======== Source text

He also holds a position as an adjunct professor of marketing in the master of business administration (MBA) programme at Regis University’s School of Professional Studies.

About the journals

The Journal of Consumer Marketing

The Journal of Consumer Marketing (JCM) is devoted to the study of how people behave as consumers, and the theoretical and managerial implications of such behaviour. Its double blind review process and leading-edge research articles ensure its appeal to academics; while its case studies of marketing concepts, personal comments, and executive summaries of articles allowing for a rapid read ensure its popularity with practitioners. It has been consistently recognized as a leading-edge publication in the field of consumer behaviour.

JCM has been published by Emerald since the early 1990s; it was purchased from US publisher Bob Grayson along with the Journal of Product and Brand Management, the Journal of Services Marketing, and the Journal of Business and Industrial Marketing, since which time it has changed from being essentially an American journal to being one with an international focus. In terms of downloads it is one of the top 10 from Emerald’s database, with around 330,000 downloads in 2007.

The Journal of Product and Brand Management

The Journal of Product and Brand Management (JPBM) is an academic journal written for both practitioners and scholars. It aims to enrich practice and extend the frontiers of knowledge on the subject with authoritative research. Covering one of marketing’s most dynamic fields, it publishes in the areas of building and defending growing market share, valuing a brand portfolio, target marketing, customer retention, understanding the buying process and the risks of a new product launch, and winning customer loyalty. It also has separate sections on "Pricing strategy & practice" and "Beyond product's brand management".


 Mission

You took over JCM approximately 20 years ago from a US publisher. Can you describe the changes you have made in that time?

Bob Grayson, from Santa Barbara, California, originally published JCM. The original intent was to allow academics an alternative publishing venue for their research, other than the Journal of Marketing, which is published by the American Marketing Association. When I took over as editor, I made a concerted effort to broaden the readership to include marketing practitioners, as well as make JCM a truly global publication. At this point in time, I am seeing a large portion of submissions originating outside of North America, and am delighted to see more marketing practitioners willing to take the time to share their experiences with the manuscripts they submit for review.

================
======== Listing

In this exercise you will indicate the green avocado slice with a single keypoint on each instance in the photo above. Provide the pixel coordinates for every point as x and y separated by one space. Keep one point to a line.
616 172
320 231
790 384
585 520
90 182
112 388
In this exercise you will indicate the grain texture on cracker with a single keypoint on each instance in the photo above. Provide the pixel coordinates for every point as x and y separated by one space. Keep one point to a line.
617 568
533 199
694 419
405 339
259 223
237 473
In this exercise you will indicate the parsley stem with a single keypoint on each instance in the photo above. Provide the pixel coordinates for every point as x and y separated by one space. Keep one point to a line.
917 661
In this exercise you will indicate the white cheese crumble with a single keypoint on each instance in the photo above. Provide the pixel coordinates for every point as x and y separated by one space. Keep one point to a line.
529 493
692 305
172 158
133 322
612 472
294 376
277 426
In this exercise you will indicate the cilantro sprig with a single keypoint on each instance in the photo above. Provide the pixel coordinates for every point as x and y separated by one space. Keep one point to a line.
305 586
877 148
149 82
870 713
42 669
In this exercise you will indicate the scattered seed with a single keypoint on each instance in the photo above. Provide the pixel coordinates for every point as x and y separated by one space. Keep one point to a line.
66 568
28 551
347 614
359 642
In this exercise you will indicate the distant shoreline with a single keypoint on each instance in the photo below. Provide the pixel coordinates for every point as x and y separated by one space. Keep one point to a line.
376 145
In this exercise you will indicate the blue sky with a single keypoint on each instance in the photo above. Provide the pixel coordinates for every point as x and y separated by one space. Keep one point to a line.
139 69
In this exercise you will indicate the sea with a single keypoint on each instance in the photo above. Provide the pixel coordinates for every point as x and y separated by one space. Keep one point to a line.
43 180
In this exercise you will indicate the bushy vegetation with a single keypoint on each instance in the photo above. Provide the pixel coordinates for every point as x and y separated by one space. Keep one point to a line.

================

## Exercises to complete
1 > In the text about the marketing journals:
(a) Who originally published the Journal of Consumer Marketing?
(b) About how many times was it downloaded in 2007?
(c) What two separate sections does the Journal of Product and Brand Management have?
2 > Write the next part of the text about the marketing journals, picking up after its final sentence.

## Answers to the exercise
1 >
(a) Bob Grayson, from Santa Barbara, California.
(b) Around 330,000 times.
(c) "Pricing strategy & practice" and "Beyond product's brand management".

2 >
JPBM also came from the Bob Grayson stable. When did you take over the editorship and what changes have you made?

I was on the editorial advisory board (EAB) and an associate editor in the journal’s early stages, when it had various editors. A few years ago the then editor, Michelle Morganosky stepped down and I was asked to take on the editorship, at first on a temporary basis. Emerald was afraid that as editor of two journals I was taking on too much, but I said that I would like to give it a try.

I feel very gratified because now it’s more of a global journal, and I am getting some really good content from both academics and practitioners. To help with this I reconfigured the EAB and used my contacts, although it’s a constant struggle to constantly upgrade content and quality. For both JCM and JPBM, we’ve gone from five to six and now seven issues, and each time I have panic attacks thinking that we would not be able to get enough quality manuscripts.

Both JCM and JPBM are mostly academic but I do try and maintain a balance, and I encourage practitioners and academics to team up, and the research that results is very helpful.

JPBM covers advertising, sales, promotion, packaging, research, pricing and consumer psychology as part of product and brand management, but JCM has a lot of articles about branding which is a key aspect of consumer marketing. How do you decide, when you receive an article which might be of interest to both journals, which to put it in?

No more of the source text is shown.